- **TRECHO DO TEXTO**:
------------------------------------------------------------

Título: Emergência e estratégia
Autor:
Fonte: O Globo, 19/04/2010, Opinião, p. 6

Baixadas as águas da tragédia que custou a vida de quase três centenas de pessoas e deixou milhares ao desabrigo no Estado do Rio, o poder público ainda está preso a ações emergenciais para minimizar o infortúnio das vítimas das enchentes. É compreensível.

As chuvas do início do mês deixaram um rastro de destruição que, de fato, implica despender esforços de curtíssimo prazo para dar conta do desafio de reparar danos.

Mas, se há muito o que fazer no plano da emergência, que isso não seja a senha para o descuido com outro viés da tragédia ¿ o da necessidade de estabelecer programas estratégicos que, no futuro, preservem a população de dramas evitáveis.

Entre estes, o soterramento de famílias inteiras, vítimas da leniência ou, no extremo oposto da prevaricação, do estímulo de autoridades, somados ao oportunismo daqueles que, de olho em dividendos eleitorais, defendem ocupações em áreas de risco e a favelização como suposta alternativa ao déficit habitacional.

As águas de abril, infelizmente ao custo de vidas, deixaram evidente ¿ por inúmeras vezes denunciado em alertas da imprensa e de especialistas em urbanismo ¿ o tamanho do perigo da ocupação desordenada de morros e outras áreas de risco.

O estado sofre, por décadas, com uma falácia cevada pelo populismo fisiológico de governantes que, em vez de criar programas habitacionais e investir em infraestrutura, enveredaram pelo caminho fácil do incentivo à ilegalidade, de retorno político imediato.

------------------------------------------------------------

- **LINHAS A PROCESSAR**:
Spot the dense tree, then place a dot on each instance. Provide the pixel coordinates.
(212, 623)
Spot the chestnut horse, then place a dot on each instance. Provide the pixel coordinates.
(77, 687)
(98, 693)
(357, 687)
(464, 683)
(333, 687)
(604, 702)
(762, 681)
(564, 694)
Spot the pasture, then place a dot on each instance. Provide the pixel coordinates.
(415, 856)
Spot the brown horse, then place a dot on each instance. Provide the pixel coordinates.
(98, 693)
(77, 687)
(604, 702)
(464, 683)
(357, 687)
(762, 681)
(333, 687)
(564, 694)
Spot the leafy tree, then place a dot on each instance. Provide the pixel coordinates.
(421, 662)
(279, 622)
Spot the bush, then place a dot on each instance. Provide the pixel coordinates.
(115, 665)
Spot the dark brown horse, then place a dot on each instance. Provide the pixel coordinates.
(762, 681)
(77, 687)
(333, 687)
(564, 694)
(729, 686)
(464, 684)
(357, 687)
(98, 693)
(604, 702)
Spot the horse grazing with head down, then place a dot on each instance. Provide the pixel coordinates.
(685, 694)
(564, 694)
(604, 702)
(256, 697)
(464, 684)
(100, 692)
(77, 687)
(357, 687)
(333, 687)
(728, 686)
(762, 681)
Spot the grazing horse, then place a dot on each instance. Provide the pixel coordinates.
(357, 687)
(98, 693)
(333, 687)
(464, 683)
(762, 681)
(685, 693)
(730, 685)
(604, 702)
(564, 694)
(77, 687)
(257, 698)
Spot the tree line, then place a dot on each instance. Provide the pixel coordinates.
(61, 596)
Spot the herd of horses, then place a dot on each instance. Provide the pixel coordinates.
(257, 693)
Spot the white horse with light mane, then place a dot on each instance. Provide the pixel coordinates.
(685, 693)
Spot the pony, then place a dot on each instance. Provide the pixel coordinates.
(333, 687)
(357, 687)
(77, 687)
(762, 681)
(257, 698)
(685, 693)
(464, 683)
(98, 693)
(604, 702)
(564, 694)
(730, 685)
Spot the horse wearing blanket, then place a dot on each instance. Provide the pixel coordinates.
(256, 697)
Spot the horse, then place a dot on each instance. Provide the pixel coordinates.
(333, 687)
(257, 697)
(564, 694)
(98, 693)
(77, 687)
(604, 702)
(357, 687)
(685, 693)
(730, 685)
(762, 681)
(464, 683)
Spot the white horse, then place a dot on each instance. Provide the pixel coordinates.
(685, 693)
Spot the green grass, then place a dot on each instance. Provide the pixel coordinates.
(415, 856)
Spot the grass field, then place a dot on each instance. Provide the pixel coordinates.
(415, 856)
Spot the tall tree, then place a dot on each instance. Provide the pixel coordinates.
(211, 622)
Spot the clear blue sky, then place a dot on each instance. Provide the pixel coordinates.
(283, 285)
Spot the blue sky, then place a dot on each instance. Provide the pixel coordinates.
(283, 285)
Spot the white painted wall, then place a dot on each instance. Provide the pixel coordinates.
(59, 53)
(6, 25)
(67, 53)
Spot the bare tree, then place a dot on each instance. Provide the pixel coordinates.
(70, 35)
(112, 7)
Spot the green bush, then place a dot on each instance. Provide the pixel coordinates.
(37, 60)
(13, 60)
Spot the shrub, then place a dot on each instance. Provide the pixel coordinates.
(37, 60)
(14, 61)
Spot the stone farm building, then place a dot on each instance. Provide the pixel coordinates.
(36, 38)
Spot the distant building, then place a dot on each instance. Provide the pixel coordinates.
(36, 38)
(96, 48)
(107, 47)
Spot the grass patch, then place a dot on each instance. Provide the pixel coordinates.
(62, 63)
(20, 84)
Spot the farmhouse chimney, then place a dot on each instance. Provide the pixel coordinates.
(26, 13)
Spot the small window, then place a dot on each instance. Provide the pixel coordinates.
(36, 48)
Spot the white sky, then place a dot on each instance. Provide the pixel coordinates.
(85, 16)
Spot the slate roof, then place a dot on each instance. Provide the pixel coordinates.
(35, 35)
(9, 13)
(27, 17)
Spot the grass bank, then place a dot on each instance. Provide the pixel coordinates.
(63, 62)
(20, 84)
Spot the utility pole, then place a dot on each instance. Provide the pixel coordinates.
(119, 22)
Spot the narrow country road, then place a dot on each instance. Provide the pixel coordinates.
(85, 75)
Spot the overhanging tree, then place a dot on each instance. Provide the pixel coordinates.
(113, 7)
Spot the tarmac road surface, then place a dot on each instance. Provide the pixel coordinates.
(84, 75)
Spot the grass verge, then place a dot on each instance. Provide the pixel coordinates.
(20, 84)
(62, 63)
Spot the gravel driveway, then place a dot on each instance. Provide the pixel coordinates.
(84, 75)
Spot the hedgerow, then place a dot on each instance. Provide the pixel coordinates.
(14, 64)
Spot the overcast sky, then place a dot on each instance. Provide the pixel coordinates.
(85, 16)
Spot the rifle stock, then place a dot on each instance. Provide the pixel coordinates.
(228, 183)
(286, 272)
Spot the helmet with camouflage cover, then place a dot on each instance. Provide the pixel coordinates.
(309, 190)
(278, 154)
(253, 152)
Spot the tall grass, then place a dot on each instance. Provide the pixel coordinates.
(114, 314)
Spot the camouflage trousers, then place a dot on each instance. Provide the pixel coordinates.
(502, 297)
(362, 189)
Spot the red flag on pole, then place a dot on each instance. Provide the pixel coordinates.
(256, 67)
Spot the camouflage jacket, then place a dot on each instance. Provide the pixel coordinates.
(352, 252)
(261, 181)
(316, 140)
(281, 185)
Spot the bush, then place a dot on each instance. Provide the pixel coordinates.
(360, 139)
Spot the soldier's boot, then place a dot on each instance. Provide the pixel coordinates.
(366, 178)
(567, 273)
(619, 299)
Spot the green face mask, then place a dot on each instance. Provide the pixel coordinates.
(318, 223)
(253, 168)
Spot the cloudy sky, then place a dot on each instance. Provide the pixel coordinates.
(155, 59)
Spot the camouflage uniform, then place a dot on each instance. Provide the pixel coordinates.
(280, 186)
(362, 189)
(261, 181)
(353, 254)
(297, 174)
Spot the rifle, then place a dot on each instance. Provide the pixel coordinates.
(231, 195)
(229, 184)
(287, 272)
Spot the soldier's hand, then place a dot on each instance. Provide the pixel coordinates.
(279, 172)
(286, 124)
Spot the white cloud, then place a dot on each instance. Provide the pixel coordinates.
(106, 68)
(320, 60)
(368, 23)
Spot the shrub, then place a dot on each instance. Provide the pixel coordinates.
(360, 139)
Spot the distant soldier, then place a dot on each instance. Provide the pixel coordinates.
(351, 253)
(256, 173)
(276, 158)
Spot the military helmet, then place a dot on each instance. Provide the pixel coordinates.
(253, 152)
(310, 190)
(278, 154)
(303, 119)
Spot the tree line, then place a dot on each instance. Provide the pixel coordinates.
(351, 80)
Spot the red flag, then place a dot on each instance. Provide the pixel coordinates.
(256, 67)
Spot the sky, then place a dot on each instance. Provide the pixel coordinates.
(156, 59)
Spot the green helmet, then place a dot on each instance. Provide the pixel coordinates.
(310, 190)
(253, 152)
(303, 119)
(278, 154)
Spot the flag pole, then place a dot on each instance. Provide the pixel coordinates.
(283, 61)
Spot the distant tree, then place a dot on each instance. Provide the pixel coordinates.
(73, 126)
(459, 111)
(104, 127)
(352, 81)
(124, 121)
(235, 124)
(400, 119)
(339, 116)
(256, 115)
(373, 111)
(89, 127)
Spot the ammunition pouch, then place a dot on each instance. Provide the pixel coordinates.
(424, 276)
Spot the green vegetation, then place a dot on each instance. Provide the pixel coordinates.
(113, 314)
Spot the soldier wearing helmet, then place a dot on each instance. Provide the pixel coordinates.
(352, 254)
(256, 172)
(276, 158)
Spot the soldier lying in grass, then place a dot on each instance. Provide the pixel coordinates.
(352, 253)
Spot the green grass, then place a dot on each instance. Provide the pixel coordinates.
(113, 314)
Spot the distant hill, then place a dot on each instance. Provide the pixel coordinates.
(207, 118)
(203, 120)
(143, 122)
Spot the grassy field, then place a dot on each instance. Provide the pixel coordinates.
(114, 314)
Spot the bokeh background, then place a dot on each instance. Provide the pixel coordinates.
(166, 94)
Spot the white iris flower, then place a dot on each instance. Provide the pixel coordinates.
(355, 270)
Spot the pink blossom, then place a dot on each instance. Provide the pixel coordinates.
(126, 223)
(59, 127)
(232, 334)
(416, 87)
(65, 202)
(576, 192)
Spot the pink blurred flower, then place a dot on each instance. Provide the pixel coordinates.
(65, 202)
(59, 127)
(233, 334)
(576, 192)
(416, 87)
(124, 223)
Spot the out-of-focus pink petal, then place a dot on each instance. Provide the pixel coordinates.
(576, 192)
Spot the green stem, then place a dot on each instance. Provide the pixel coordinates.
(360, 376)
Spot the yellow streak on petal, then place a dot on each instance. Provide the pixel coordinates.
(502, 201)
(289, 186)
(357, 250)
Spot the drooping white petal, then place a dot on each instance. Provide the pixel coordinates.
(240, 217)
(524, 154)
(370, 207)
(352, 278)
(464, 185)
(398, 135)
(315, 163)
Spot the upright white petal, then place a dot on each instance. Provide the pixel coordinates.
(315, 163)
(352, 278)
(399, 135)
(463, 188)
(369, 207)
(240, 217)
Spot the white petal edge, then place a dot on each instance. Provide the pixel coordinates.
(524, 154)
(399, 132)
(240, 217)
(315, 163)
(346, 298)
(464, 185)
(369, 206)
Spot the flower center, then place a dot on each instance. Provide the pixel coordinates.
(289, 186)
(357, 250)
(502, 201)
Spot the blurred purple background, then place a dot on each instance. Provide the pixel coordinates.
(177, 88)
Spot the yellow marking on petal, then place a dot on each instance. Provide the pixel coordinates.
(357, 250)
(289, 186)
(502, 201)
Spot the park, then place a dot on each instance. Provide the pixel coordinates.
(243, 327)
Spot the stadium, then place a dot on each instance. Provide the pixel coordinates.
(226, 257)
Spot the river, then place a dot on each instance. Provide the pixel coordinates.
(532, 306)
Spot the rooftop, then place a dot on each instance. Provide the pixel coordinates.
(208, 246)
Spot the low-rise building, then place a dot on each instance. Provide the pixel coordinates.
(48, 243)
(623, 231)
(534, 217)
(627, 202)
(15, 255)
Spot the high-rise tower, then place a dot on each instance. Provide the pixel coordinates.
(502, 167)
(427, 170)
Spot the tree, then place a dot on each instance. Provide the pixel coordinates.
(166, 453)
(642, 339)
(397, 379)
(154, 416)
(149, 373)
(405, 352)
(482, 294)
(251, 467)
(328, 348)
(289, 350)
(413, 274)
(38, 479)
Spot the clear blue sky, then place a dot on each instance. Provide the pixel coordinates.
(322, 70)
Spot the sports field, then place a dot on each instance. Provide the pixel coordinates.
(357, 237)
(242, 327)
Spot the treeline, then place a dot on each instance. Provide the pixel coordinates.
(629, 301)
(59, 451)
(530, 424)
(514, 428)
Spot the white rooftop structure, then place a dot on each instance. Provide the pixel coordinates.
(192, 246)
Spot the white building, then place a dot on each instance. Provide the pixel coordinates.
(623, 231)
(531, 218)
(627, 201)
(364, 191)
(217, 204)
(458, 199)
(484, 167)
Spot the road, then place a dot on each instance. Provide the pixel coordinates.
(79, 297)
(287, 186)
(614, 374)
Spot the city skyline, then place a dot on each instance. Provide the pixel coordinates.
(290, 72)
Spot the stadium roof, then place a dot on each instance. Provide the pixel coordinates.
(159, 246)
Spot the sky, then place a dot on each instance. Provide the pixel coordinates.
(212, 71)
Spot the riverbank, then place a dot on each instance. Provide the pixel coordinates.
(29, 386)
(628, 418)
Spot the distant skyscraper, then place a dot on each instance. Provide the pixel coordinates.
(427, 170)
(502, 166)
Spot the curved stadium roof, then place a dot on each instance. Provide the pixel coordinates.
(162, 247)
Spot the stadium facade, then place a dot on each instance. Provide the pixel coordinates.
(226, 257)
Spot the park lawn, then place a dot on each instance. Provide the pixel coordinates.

------------------------------------------------------------

- **ENUNCIADO A**:
Segundo o texto sobre as enchentes, por que é compreensível que o poder público ainda esteja preso a ações emergenciais? Responda em uma a três frases.
- **ENUNCIADO B**:
Informe quantas das linhas acima contêm a palavra "pink", respondendo apenas com o número.

- **RESPOSTA A**:
Porque as chuvas do início do mês deixaram um rastro de destruição. Esse rastro exige esforços de curtíssimo prazo para reparar os danos e minimizar o infortúnio das vítimas.

- **RESPOSTA B**:
3